Sabato prossimo a Roma, la Piattaforma Sociale Eurostop terrà la sua assemblea nazionale. I temi in discussione indicano la necessità e l'obiettivo di un passaggio politico importante, con di una tabella di marcia conseguente.

Alle spalle ci sono scelte e iniziative che in qualche modo hanno segnato “l'anno politico” appena concluso. Dalle due giornate nazionali contro la guerra e la Nato di gennaio e marzo, nel deserto totale di mobilitazioni su questo tema; al convegno di Napoli in maggio, che ha discusso la campagna sull'Italexit dall'Unione Europea e l'euro e lanciato le mobilitazioni di autunno sul referendum costituzionale, sfociate nella due giorni del No sociale del 21-22 ottobre e la sconfitta del governo Renzi. Un bilancio niente affatto negativo dunque.

COMPITI =>
a. Riporta il passo del testo proposto che comincia con "Sabato prossimo a" e prosegue fino a "di marcia conseguente.".
b. In base al testo proposto, indica se ciascuna affermazione è vera rispondendo sì o no e citando le parole del testo che lo dimostrano: (i) l'assemblea nazionale della Piattaforma Sociale Eurostop si terrà a Roma; (ii) il convegno di Napoli si è svolto a marzo; (iii) il bilancio dell'anno politico è giudicato negativo.

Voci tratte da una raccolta

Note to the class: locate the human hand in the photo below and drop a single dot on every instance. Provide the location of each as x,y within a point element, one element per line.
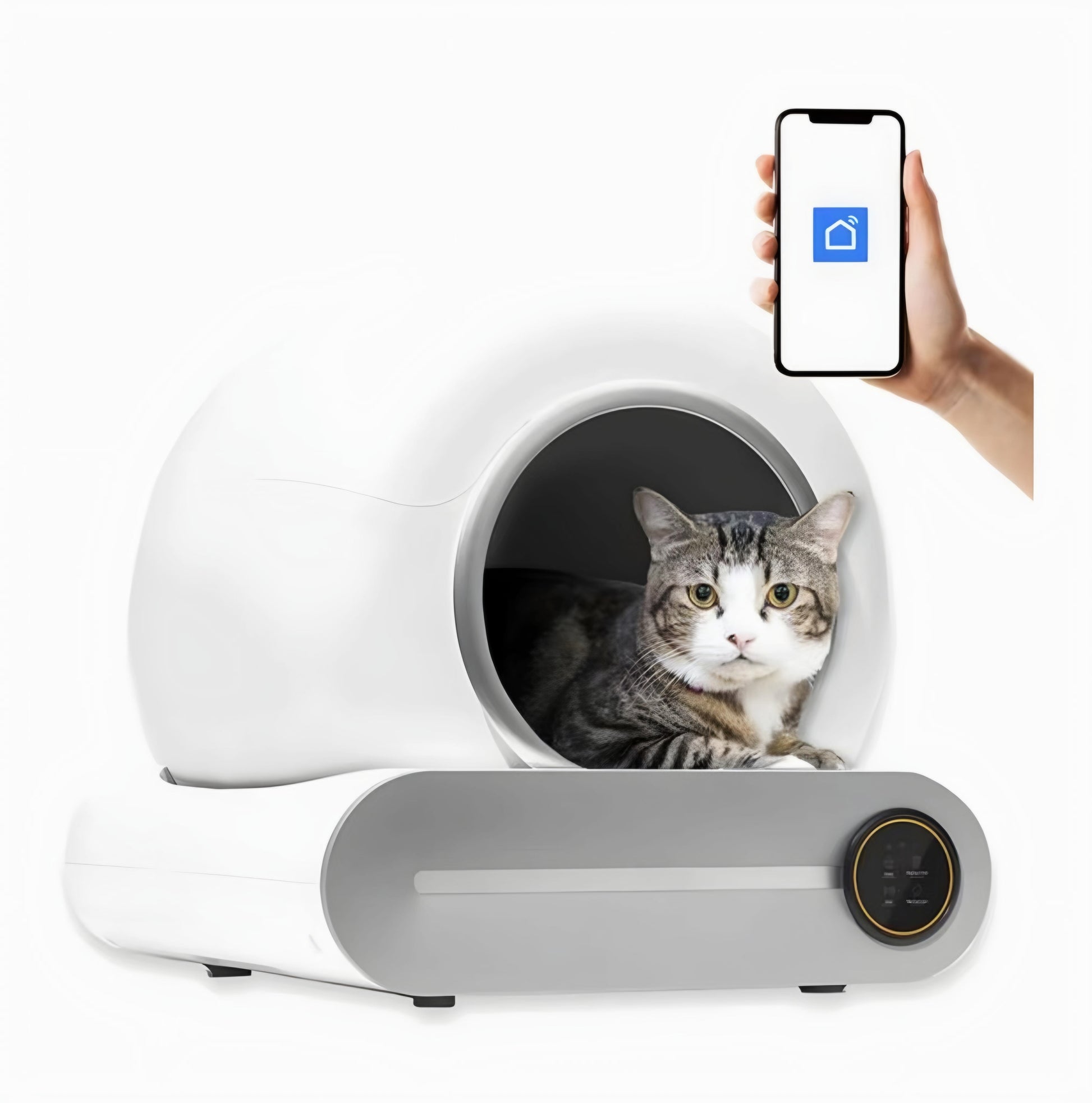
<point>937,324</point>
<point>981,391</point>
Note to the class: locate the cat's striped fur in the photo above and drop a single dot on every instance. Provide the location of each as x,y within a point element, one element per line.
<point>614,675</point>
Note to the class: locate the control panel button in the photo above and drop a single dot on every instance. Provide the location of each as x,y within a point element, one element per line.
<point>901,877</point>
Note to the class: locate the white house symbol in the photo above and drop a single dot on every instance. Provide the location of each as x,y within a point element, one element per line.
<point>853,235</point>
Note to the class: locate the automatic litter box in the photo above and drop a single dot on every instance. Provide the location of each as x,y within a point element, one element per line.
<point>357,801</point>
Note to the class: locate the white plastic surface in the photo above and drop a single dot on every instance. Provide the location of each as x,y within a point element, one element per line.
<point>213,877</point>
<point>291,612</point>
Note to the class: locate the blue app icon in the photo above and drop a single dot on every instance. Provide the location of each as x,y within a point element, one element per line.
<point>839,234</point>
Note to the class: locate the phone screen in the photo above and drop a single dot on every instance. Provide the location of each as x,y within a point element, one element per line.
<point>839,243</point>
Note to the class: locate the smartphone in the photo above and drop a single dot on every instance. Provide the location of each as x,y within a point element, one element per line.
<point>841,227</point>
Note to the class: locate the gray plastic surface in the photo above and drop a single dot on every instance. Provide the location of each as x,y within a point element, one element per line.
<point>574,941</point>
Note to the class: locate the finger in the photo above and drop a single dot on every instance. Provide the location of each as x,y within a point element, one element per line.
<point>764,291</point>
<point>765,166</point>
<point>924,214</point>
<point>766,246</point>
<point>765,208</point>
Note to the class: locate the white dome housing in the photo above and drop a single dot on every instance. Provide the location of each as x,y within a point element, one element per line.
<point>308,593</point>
---
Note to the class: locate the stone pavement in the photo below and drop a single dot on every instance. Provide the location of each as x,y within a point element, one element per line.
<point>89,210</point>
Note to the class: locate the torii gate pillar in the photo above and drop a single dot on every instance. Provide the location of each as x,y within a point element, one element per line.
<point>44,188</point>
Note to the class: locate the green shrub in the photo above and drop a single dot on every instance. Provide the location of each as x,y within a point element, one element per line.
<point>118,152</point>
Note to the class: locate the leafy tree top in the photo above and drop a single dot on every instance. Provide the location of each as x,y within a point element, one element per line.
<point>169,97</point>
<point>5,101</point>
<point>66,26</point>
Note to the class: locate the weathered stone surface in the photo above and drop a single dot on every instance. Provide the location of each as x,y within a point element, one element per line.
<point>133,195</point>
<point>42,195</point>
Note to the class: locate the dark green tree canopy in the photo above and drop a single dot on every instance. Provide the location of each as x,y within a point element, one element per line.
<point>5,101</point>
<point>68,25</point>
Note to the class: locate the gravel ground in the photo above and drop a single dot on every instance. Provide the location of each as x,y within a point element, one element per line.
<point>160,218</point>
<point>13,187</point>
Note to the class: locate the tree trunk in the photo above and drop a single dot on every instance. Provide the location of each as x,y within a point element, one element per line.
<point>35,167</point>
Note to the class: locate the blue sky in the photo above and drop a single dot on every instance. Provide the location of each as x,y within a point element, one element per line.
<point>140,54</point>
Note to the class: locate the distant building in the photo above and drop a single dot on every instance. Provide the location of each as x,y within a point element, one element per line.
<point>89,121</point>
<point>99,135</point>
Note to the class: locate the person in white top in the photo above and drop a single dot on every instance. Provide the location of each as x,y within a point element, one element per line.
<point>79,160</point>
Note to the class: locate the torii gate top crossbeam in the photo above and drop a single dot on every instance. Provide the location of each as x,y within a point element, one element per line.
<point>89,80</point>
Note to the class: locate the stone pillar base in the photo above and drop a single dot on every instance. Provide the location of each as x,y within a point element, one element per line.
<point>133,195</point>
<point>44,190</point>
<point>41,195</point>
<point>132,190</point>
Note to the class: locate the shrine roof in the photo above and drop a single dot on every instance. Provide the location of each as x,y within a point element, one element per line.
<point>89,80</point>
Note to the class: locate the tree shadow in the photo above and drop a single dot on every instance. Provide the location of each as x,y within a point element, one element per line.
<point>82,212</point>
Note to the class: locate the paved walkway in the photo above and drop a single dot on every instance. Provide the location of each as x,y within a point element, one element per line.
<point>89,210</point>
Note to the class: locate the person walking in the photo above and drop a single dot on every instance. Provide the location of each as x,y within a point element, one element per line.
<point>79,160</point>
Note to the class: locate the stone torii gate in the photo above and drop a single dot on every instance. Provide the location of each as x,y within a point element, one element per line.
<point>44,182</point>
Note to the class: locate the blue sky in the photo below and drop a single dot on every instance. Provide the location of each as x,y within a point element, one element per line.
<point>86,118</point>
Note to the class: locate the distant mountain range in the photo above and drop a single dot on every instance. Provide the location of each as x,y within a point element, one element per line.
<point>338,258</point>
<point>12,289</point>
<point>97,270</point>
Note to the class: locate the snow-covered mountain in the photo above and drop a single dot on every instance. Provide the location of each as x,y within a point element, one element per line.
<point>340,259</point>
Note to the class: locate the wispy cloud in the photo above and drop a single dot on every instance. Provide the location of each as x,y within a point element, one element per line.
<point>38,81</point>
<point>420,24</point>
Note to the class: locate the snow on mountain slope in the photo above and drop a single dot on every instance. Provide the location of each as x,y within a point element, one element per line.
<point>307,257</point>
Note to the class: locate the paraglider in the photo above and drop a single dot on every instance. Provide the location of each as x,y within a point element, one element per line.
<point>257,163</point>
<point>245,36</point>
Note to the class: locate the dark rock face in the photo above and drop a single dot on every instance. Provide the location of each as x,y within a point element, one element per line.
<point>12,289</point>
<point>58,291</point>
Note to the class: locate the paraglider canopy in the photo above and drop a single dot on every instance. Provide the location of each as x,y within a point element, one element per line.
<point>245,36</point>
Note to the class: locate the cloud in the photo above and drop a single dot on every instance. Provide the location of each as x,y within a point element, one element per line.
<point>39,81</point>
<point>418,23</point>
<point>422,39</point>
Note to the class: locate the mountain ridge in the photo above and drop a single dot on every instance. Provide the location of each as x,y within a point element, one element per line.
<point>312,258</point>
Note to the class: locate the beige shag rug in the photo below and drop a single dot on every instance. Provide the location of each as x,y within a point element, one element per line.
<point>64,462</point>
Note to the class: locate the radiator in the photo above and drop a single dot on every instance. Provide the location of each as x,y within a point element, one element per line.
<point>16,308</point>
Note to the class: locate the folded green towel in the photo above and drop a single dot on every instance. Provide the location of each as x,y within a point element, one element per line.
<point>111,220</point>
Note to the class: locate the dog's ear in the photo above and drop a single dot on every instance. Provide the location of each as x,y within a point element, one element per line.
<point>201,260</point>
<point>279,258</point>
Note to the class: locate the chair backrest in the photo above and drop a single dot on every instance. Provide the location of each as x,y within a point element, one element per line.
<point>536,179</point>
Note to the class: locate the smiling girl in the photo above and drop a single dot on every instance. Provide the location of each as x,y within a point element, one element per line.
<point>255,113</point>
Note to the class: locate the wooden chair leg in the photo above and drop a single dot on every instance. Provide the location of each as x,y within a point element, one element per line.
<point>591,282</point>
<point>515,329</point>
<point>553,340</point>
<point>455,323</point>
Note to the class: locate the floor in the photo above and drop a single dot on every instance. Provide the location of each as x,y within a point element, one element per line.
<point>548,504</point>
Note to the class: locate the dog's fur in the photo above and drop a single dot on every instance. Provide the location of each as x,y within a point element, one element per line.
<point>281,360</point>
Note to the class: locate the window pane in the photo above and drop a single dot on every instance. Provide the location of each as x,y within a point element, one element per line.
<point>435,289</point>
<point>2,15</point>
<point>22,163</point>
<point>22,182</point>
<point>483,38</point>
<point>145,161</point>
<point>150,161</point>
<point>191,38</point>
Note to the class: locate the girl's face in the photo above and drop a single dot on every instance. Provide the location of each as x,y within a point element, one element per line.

SOLUZIONI =>
a.
Sabato prossimo a Roma, la Piattaforma Sociale Eurostop terrà la sua assemblea nazionale. I temi in discussione indicano la necessità e l'obiettivo di un passaggio politico importante, con di una tabella di marcia conseguente.

b.
(i) Sì: "Sabato prossimo a Roma, la Piattaforma Sociale Eurostop terrà la sua assemblea nazionale."
(ii) No: "al convegno di Napoli in maggio"
(iii) No: "Un bilancio niente affatto negativo dunque."